## Requirement 1:
Answer these three questions from the biography of Rabbi Louis Kaplan, one line each:
(a) With what rank was he discharged from the army?
(b) Which institution granted him a Doctor of Philosophy degree in 1971?
(c) What award did he share in 1972, and which organization gave it?
## Requirement 2:
Please summarize the biography of Rabbi Louis Kaplan in three sentences.

Born in Philadelphia, Rabbi Dr. Louis Kaplan's family moved to Camden, New Jersey when he was three. At Camden High School's graduation exercise he received the award as male winner of the annual public speaking contest. He served in the army for 21 months, including a year in Korea, and was discharged with the rank of staff sergeant.

 

He holds Bachelor (1949) and Master (1950) degrees from the University of Pennsylvania. While at Penn, the rabbi conducted a weekly Dixieland jazz program on the student radio station, chosing the records from his own collection. During his university years he also taught in the Hebrew and Sunday schools of the Conservative synagogue he had attended years earlier.

 

Rabbi Kaplan graduated from Philadelphia's Gratz College (1950), where he earned a Teacher of Hebrew diploma and was awarded prizes in education and history. He continued at Gratz for a postgraduate year. In 1956 he was ordained a rabbi at the Jewish Theological Seminary of America, from which he also received the degree of Master of Hebrew Literature and the Midrash prize. In 1971 he earned a Doctor of Philosophy degree from Dropsie University for Hebrew and Cognate Learning. Eleven years later the Seminary presented him with an honorary Doctor of Divinity degree.

 

Before coming to Ohev Shalom in 1961, then in Chester, PA, Rabbi Kaplan occupied pulpits in Bloomfield, Connecticut for four years and Daytona Beach, Florida for one year.

 

Among his accomplishments at Ohev Shalom were: a two-year Post-Confirmation department in our school; sending students to Camp Ramah and Israel (an award-winning program with Haifa's Conservative congregation); Monday evening and Wednesday morning adult education classes; teaching many converts; innovations in prayer services; holding the Bat Mitzvah ceremony on Shabbat morning; being the first Conservative congregation in Greater Philadelphia to have aliyot (Torah honors) for women and to count them in a minyan (prayer quorum).

 

The rabbi was active in interfaith work. He held the office of president in the Ministerium of Chester and Vicinity, Interfaith Council of Nether Providence Clergy, and the Swarthmore-Wallingford Interfaith Ministerium. He originated "Quest: An Experiment in Interfaith Understanding," which involves Ohev Shalom, St. John Chrysostom Roman Catholic Church, and Swarthmore Presbyterian Church, and was co-founder of the "Covenant of Faith" binding these three institutions. In 1972, Rabbi Kaplan, Monsignor Frederick Stevenson, and Reverend J. Barrie Shepherd were co-winners of the Sylvan K. Cohen Award from the Jewish Community Relations Council of Greater Philadelphia.

 

Rabbi Kaplan served as president of the Philadelphia Region of the Rabbinical Assembly. He was a member of the Research Committee and Institutional Review Board at Crozer-Chester Medical Center and the board of directors of Crozer Library, Suburban Opera Company, and the Chester Human relations Council. He even served on the Ministers' Advisory Board of (Christian) Crozer Theological Seminary.

## Data extracts:
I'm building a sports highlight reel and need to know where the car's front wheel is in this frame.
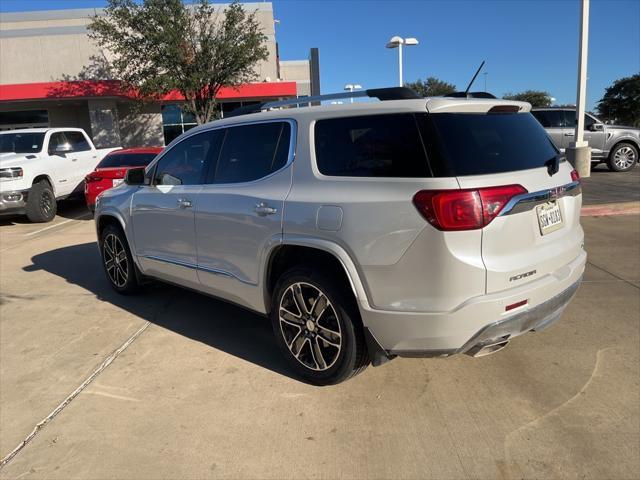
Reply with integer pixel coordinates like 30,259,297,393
100,225,139,295
607,143,638,172
271,269,369,385
27,180,58,223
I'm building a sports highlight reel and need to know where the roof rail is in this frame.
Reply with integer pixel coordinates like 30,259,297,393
445,92,496,98
226,87,422,118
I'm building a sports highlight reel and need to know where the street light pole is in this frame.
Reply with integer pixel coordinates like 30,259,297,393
387,35,418,87
344,83,362,103
566,0,591,177
398,43,404,87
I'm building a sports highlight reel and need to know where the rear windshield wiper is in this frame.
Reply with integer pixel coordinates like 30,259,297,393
544,154,560,177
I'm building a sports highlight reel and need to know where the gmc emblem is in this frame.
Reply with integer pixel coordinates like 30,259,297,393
509,270,537,282
549,187,565,200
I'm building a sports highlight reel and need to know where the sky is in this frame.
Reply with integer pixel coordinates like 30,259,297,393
0,0,640,110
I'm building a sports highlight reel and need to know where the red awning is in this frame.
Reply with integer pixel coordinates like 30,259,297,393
0,80,296,102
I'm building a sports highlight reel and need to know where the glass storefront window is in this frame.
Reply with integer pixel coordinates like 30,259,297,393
162,103,197,145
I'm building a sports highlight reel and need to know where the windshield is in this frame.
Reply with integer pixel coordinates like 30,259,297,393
97,153,156,168
426,113,558,176
0,132,44,153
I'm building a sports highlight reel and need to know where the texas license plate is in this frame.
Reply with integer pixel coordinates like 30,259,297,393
536,202,562,235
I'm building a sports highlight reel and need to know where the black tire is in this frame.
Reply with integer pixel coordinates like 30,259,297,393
607,142,638,172
100,225,140,295
270,268,369,385
27,180,58,223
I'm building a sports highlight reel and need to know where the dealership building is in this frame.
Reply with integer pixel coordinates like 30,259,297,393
0,2,320,147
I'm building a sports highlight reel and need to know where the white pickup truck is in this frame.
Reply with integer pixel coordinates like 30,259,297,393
0,128,117,222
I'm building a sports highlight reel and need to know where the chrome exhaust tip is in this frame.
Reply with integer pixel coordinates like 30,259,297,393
464,339,509,357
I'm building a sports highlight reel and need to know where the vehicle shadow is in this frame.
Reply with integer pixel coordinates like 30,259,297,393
57,196,93,220
0,197,93,226
23,243,300,381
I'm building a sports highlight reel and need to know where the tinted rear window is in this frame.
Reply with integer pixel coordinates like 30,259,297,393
97,153,161,168
424,113,558,176
315,113,431,177
212,122,291,183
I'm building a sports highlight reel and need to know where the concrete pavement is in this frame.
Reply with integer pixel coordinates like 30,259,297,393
582,164,640,205
0,204,640,479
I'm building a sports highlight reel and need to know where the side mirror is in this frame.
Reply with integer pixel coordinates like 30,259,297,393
124,167,144,185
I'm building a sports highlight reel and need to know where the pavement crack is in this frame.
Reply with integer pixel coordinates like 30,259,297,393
0,321,151,470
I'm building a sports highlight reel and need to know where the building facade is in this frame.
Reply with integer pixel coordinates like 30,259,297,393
0,2,319,147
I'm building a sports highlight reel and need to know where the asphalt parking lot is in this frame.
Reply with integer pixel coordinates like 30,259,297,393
582,164,640,205
0,192,640,479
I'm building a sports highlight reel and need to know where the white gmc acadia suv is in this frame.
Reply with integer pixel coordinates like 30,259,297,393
95,88,586,384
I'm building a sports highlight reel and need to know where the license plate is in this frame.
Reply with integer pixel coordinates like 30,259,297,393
536,202,562,235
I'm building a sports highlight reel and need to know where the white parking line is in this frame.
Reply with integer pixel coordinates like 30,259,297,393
25,213,90,237
0,321,151,470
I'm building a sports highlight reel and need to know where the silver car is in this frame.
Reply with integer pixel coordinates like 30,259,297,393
531,107,640,172
95,89,586,385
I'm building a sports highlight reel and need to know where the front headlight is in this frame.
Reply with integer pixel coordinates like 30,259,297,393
0,167,24,180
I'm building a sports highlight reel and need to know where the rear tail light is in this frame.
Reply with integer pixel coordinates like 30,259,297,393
413,185,527,231
571,170,580,182
84,173,102,183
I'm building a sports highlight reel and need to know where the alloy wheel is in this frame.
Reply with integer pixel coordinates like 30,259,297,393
613,146,638,169
102,233,129,288
278,282,342,372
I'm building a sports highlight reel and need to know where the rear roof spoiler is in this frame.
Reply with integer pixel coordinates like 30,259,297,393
445,92,497,98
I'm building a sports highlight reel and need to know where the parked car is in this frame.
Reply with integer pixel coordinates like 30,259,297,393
0,128,120,222
531,107,640,172
84,147,162,212
95,88,586,384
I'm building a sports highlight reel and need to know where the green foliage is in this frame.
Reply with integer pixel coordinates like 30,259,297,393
89,0,268,124
502,90,551,107
598,73,640,127
405,77,456,97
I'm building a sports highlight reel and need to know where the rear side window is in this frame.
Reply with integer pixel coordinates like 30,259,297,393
97,153,156,168
212,122,291,183
424,113,558,176
531,110,565,128
64,132,91,152
315,114,431,177
153,130,222,185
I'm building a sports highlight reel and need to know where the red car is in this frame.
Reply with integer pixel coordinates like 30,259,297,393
84,147,162,212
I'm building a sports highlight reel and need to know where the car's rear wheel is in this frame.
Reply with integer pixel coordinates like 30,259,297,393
100,225,139,295
27,180,58,223
271,269,369,385
607,143,638,172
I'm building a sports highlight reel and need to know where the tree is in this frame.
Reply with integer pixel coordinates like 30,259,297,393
405,77,456,97
89,0,268,124
598,73,640,127
502,90,552,107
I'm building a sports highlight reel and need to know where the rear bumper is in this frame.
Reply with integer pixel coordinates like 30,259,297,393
360,251,586,357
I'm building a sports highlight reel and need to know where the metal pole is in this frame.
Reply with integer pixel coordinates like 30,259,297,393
398,44,402,86
567,0,591,177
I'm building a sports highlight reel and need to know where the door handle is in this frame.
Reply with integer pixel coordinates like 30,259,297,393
253,202,278,217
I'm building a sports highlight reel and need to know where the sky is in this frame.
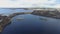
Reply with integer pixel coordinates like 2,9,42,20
0,0,60,8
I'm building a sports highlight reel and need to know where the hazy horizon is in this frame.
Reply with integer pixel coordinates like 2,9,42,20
0,0,60,8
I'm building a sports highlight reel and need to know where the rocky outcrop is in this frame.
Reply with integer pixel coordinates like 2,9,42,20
32,10,60,19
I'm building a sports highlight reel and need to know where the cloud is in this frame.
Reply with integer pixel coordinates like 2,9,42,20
0,0,60,8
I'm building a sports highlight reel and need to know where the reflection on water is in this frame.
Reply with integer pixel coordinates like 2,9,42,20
2,14,60,34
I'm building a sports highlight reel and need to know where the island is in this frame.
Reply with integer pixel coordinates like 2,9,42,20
0,12,32,32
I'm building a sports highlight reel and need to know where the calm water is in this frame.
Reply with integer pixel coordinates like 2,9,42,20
2,9,60,34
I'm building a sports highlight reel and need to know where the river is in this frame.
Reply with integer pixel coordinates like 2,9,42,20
0,9,60,34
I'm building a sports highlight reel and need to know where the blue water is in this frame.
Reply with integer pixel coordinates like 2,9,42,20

## Worked solution 1:
(a) Staff sergeant
(b) Dropsie University for Hebrew and Cognate Learning
(c) The Sylvan K. Cohen Award, from the Jewish Community Relations Council of Greater Philadelphia

## Worked solution 2:
Rabbi Dr. Louis Kaplan was born in Philadelphia and moved to Camden, New Jersey, at age three. He served 21 months in the army, earned degrees from the University of Pennsylvania and Gratz College, and was ordained a rabbi at the Jewish Theological Seminary of America in 1956. After pulpits in Bloomfield, Connecticut, and Daytona Beach, Florida, he came to Ohev Shalom in 1961, where he added adult education classes and made it the first Conservative congregation in Greater Philadelphia to give women aliyot and count them in a minyan, and he was also active in interfaith work and regional rabbinical and civic organizations.